───── GIVEN PASSAGE

Neurological diseases, which encompass a distinct spectrum of conditions, from Alzheimer’s Disease, Parkinson’s Disease, Epilepsy, Stroke, to Multiple Sclerosis, are complex diseases that sometimes affect the functionality, well-being, and autonomy of patients. The diagnosis and treatment can be lengthy and challenging processes, with effective communication being a facilitator and reassuring for the patient and family.

Initially, it is through dialogue that the patient expresses their symptoms and events, allowing the doctor to reconstruct the disease history, question details that may help reach a diagnosis, and eliminate other diagnostic hypotheses. The doctor may be interested not only in data from the current disease but also from older diseases or even family history. The patient may not always provide a reliable history, and in that case, family members are crucial in establishing a timeline, providing details and nuances that complete the puzzle of diagnosing a neurological disease.

On the other hand, this communication space must be a comfort zone for the patient and family. Where they feel secure regarding the confidentiality of the data they transmit; respecting their beliefs, values, emotions, and experiences; where they can clarify their doubts about the disease and receive clear answers. Not always do the answers bring security regarding the disease’s future, so it is important to have a solid and trusting relationship, and for the patient to feel accompanied, more than just followed in a consultation.

Once the diagnosis is established, we move on to planning treatment and follow-up. It is essential that the patient understands the usefulness or effect of the treatment we propose. It is important to define a personalized care plan that the patient feels motivated and capable of executing. For diseases like Diabetes and Hypertension, which are sometimes asymptomatic, not causing discomfort for the patient, it is necessary for the patient to understand the reason why we treat them, which is Cardiovascular Disease – Heart Attacks, Strokes, among others. The same happens with Parkinson’s Disease, where the care plan may include medication taken at a strict schedule, the patient having an exercise plan supervised by a physiotherapist, following a nutritional plan, or even having an active social life. The patient’s adherence to each therapeutic proposal depends on understanding its usefulness.

──────────
───── RECORD EXCERPTS

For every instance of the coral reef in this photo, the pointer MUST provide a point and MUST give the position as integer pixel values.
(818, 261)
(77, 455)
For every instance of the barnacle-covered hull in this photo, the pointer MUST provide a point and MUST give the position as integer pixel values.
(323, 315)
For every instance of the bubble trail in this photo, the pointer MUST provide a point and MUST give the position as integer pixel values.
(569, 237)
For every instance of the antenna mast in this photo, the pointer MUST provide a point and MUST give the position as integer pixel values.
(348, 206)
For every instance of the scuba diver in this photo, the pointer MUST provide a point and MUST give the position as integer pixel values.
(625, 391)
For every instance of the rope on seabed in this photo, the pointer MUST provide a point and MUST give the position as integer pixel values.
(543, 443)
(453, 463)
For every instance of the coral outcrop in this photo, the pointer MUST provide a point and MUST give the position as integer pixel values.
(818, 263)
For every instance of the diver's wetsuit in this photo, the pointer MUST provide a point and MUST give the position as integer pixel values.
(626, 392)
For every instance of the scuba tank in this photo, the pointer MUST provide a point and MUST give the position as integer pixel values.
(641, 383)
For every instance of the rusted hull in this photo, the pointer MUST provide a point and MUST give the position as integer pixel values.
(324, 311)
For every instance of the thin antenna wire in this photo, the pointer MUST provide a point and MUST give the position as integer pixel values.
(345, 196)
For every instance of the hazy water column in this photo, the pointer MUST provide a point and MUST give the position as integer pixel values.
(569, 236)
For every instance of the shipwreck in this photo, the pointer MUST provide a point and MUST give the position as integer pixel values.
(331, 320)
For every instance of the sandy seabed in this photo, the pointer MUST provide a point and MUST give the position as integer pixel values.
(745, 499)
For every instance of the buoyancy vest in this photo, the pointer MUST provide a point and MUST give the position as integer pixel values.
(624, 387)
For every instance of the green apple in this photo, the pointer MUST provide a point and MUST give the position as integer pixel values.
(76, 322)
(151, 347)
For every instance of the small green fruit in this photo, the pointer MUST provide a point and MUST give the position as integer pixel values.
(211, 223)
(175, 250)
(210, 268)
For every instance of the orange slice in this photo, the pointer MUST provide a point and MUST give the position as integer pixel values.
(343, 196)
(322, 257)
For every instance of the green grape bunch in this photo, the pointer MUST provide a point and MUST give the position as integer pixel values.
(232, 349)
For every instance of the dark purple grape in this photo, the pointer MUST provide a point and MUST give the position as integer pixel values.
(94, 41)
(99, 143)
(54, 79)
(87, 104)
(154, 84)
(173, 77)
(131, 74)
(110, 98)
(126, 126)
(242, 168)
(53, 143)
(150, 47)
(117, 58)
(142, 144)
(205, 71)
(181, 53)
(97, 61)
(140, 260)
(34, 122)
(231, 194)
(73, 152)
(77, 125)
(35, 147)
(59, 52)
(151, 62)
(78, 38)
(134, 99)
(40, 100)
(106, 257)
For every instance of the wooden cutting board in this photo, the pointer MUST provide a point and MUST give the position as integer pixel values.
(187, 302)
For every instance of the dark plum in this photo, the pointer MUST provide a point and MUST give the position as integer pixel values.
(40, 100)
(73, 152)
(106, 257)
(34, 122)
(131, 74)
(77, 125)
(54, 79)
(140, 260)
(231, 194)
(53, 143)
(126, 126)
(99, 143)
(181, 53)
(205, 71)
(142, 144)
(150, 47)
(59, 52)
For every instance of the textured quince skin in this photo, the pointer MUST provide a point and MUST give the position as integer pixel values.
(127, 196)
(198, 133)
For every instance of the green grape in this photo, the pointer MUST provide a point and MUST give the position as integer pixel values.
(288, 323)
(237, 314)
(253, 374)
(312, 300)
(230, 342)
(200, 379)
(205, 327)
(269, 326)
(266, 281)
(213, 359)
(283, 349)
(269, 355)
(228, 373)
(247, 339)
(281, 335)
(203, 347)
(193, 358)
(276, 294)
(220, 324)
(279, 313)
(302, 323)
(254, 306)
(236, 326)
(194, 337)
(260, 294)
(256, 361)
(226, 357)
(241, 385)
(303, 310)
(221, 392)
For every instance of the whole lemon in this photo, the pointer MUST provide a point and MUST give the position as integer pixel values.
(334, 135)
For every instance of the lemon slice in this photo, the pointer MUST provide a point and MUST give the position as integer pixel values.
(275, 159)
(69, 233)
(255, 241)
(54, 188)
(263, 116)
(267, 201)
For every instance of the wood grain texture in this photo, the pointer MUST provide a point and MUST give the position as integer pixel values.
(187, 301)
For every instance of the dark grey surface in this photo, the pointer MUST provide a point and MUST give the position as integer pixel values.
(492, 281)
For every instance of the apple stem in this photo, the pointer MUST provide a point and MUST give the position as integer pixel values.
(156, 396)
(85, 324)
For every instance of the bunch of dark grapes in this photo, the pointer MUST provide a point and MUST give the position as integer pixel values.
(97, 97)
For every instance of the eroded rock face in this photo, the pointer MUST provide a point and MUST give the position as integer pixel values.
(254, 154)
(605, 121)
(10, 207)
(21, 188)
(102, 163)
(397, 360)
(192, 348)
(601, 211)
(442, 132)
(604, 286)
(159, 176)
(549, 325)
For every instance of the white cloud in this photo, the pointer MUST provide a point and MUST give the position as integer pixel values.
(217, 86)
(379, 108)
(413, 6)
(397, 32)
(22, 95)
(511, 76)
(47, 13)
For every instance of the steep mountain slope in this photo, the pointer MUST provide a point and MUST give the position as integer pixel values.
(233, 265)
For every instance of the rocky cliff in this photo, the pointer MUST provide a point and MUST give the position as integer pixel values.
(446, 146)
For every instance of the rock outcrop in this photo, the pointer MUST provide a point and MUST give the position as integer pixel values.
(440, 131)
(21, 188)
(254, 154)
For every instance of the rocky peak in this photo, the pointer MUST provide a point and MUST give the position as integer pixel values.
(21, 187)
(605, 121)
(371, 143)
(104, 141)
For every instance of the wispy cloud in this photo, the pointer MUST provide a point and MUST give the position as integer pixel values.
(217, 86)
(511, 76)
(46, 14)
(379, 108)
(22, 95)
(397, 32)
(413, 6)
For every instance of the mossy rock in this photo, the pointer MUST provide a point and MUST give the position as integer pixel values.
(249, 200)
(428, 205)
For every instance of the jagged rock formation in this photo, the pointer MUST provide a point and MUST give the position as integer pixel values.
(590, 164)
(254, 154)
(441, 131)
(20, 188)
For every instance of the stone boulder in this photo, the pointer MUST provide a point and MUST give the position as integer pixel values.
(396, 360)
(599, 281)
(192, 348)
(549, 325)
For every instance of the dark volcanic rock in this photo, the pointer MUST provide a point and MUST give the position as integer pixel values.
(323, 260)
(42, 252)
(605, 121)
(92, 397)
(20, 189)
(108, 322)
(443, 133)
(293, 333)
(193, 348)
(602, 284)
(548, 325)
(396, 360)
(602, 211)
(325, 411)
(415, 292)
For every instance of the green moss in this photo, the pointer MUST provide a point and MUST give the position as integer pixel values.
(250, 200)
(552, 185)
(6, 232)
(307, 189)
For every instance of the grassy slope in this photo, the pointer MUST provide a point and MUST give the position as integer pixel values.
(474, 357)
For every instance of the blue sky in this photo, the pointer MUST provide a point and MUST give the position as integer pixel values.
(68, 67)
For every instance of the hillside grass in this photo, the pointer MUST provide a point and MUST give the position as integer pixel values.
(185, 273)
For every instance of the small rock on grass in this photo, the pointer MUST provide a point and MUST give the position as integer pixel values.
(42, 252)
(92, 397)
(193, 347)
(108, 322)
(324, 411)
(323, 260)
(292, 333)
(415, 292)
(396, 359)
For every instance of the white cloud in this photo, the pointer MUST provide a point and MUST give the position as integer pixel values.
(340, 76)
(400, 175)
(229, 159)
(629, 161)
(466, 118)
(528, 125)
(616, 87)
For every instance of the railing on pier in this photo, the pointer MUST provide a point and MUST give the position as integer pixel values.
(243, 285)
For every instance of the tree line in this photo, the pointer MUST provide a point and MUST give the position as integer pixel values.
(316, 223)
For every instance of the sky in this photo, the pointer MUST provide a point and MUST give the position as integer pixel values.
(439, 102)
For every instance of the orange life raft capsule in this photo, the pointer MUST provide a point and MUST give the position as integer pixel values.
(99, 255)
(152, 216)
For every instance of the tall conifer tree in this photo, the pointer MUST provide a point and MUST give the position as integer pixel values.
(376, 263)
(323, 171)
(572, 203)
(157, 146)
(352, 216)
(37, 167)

──────────

TASK LIST:
1/ Translate this sentence from the passage on neurological diseases into Spanish: "It is essential that the patient understands the usefulness or effect of the treatment we propose."
2/ Carry on with the passage about communication in neurological disease care, picking up after its last sentence.

OUTPUTS BY TASK:
1/ Es fundamental que el paciente comprenda la utilidad o el efecto del tratamiento que proponemos.

2/
Caregivers are fundamental elements in monitoring patients with neurological diseases. A well-informed caregiver about the disease can provide adequate support. They are a link to healthcare professionals and are also observers and information transmitters. They can perceive disease fluctuations and accompany day-to-day life, allowing the readjustment of the intervention plan at each consultation.

Caregivers are also affected by the disease, with caregiver exhaustion being a frequent problem, especially in patients whose caregiver is a direct family member and the patient shows behavioral changes. In these cases, it is important for them to also feel supported and find the necessary support, whether from healthcare professionals or the community.

Some neurological diseases, like dementias, can in advanced stages, present loss of autonomy and decision-making capacity. In these circumstances, where the patient cannot make decisions about themselves and their belongings, it is helpful for the family or caregiver to be knowledgeable about the patient’s will. An informed family and patient can anticipate some future decisions, such as the decision to place an alternative feeding route. In particular cases, an advance healthcare directive can help make decisions in critical moments and prevent the patient from undergoing invasive treatments in a terminal stage of the disease.

In conclusion, clear communication is crucial in the diagnosis and treatment of neurological diseases. It allows clarification for all stakeholders in the disease follow-up process, and a greater adherence and assessment of therapeutic interventions. An informed patient and caregiver are better disease managers. The existence of an open communication channel between healthcare professionals and patients facilitates overcoming the challenges imposed by neurological disease.